Data records →
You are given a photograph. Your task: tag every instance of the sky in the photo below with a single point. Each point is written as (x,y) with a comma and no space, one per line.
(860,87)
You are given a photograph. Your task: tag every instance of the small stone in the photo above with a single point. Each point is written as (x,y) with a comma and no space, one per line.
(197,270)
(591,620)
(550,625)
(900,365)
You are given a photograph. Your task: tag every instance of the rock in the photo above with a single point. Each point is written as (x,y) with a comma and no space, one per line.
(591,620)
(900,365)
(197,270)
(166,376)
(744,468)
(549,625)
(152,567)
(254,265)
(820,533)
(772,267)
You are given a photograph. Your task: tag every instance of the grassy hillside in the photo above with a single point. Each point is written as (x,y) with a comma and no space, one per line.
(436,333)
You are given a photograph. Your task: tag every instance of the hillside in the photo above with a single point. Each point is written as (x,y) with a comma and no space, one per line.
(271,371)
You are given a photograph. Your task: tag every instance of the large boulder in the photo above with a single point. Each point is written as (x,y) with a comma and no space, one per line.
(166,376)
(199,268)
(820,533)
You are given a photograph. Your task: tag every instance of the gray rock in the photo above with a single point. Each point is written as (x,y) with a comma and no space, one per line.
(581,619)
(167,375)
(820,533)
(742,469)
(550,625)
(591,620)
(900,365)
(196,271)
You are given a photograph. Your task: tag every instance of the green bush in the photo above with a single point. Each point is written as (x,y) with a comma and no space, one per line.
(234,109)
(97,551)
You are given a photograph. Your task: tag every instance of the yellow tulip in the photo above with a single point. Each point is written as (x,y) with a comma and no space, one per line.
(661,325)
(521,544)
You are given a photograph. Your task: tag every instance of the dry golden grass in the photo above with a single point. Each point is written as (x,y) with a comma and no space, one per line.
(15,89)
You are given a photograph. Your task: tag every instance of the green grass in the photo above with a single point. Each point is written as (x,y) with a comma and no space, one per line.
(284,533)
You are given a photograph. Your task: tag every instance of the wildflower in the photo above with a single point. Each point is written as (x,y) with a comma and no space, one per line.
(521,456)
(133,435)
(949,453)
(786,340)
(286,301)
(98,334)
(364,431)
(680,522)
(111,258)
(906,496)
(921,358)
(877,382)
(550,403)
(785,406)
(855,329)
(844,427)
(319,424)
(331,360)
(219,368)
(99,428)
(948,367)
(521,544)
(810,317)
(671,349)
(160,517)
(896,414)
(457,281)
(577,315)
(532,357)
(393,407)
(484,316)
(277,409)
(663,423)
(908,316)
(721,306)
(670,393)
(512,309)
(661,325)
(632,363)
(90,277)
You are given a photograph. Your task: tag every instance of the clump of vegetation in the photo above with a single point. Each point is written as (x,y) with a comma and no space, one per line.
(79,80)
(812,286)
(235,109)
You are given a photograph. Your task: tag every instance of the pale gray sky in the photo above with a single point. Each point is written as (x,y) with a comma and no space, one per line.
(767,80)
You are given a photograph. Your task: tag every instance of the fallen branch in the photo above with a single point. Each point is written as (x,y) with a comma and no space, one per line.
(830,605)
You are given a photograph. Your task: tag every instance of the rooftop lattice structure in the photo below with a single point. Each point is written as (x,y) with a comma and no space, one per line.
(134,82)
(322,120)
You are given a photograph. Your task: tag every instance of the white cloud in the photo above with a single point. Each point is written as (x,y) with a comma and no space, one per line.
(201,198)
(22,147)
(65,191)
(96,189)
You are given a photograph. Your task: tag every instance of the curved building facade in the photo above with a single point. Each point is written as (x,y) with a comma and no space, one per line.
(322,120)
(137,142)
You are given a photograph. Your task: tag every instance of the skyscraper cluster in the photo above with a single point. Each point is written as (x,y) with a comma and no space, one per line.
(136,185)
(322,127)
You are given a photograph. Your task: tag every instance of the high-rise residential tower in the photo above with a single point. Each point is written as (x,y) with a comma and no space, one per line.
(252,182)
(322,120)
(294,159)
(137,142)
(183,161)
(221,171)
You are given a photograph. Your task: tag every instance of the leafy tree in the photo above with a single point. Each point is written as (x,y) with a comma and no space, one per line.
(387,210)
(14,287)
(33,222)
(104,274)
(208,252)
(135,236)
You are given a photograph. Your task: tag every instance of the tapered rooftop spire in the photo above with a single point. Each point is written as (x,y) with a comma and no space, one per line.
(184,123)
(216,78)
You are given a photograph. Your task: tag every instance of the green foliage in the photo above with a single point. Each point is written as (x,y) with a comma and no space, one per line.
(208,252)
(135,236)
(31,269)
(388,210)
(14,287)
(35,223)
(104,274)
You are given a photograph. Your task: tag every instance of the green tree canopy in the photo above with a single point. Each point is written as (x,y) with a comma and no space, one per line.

What you have to do →
Print each record word for word.

Answer to this task →
You are given a photograph. Your task: tag every instance of the sky in the photo below with a single point. Each point is written as (x,y) with a comma and no space, one per line.
(860,87)
You are given a photograph. Your task: tag every instance of the small stone in the photo above with a single point. Each point is written as (x,y) with a comma and no space, one per line.
(197,270)
(591,620)
(550,625)
(900,365)
You are given a photograph. Your task: tag every instance of the rock in the photo above with a single point. Each point is written as (x,y) with a comma and no space, one per line.
(591,620)
(900,365)
(197,270)
(166,376)
(744,468)
(549,625)
(152,567)
(254,265)
(820,533)
(772,267)
You are given a photograph. Your task: tag every instance of the grassy hillside in the photo above with a single point. Each point is written as (x,y) with a comma and no space, one per line.
(436,333)
You are given a photograph. Your task: tag every instance of the hillside in the photo above with a single point. Each point is written as (x,y) with a comma and no space, one per line.
(271,371)
You are given a photograph. Your task: tag every instance of the large boulder in the photo above with a single point. Each point is written as (x,y) with a comma and no space, one per line.
(166,376)
(199,268)
(820,533)
You are given a photograph. Your task: tag every instance of the gray rock in the photo above with a single point. Each point is written as (x,y) with a comma and no space, one per line.
(581,619)
(167,375)
(820,533)
(742,469)
(550,625)
(591,620)
(900,365)
(196,271)
You are given a photograph. Your task: tag every instance of the green bush in the photo above with a single point. Each point is written as (x,y) with a comma and no space, one per line.
(234,109)
(97,551)
You are given a photograph. Your task: tag every instance of the yellow tulip in the photo above with a single point. Each point is written as (x,y) with a comma and no space, one per line.
(661,325)
(521,544)
You are given a photograph. Your task: tag every instance of the dry golden grass in the photo above with a single point. Each point is written as (x,y) with a comma and no space, one per line.
(15,89)
You are given a photograph. Your task: tag every instance of the green grass in the photo above with a single point. Each point is written as (x,y) with a comma and no space, one per line.
(284,533)
You are given a photograph. Your task: tag every instance of the wildflower in the photo above with a single point. Each point is written as (x,y) with a comma and no space, one per line.
(521,456)
(133,435)
(949,453)
(786,340)
(286,301)
(98,334)
(364,431)
(680,522)
(111,258)
(906,496)
(921,358)
(877,382)
(550,403)
(785,406)
(855,329)
(844,427)
(319,424)
(331,360)
(219,368)
(99,428)
(948,367)
(521,544)
(810,317)
(671,349)
(160,517)
(896,414)
(457,281)
(577,315)
(532,357)
(393,407)
(484,316)
(277,409)
(663,423)
(908,316)
(721,306)
(670,393)
(512,309)
(661,325)
(632,363)
(90,277)
You are given a photograph. Your task: tag every instance of the clump of vegetation in the photo above with a single point. Each point is written as (x,y) with a comma and no space, one per line.
(79,80)
(812,286)
(235,109)
You are given a photograph. Your task: tag every instance of the pale gray sky in the photo above with a single point. Each point is written as (x,y) with a comma and no space, one per line.
(767,80)
You are given a photograph. Your task: tag every instance of the fallen branch in the photo above with a single point. Each point is written as (x,y) with a comma and no space, one per line.
(830,605)
You are given a photograph. Your task: tag every instance of the rooftop lattice structure in the photo below with a single point. Each point is written as (x,y) with a comma and no space, one per line.
(134,82)
(322,120)
You are given a photograph. Your task: tag every instance of the white cloud in the photo above with a single point. Each point is written as (x,y) with a comma and no space, one per line.
(201,198)
(22,147)
(65,191)
(96,189)
You are given a photograph. Your task: tag every instance of the curved building facade in the photo above with a single point. Each point is written as (x,y) with a comma and no space, one per line.
(322,120)
(137,142)
You are given a photograph. Your task: tag every instance of the skyscraper cluster in the photo above with a single point. Each point is written as (x,y) with a comma and no space, one per line.
(136,185)
(322,127)
You are given a photograph. Your task: tag every instance of the high-rise residential tower in the photo above with a single point. Each point is written as (x,y) with a comma and no space, one per line.
(252,182)
(322,120)
(294,159)
(137,142)
(183,161)
(221,171)
You are given a photograph. Your task: tag every instance of the leafy tree in the photo above with a single point. Each point is written as (x,y) with a comma and no space, one per line.
(387,210)
(14,287)
(33,222)
(104,274)
(208,252)
(135,236)
You are given a photograph. Your task: tag every instance of the tapered rooftop spire in the photo above with a single point. Each point is written as (x,y) with a comma and no space, one per line.
(184,123)
(216,78)
You are given a photograph. Your task: tag every instance of the green foliage in the photo above with a single point. Each point is written as (x,y) with a comma and no space, one per line.
(208,252)
(135,236)
(31,269)
(388,210)
(14,287)
(35,223)
(104,274)
You are given a photograph. Your task: tag every instance of the green tree canopy in the photo above with a single point. Each point is written as (x,y) with a comma and no space, one per line.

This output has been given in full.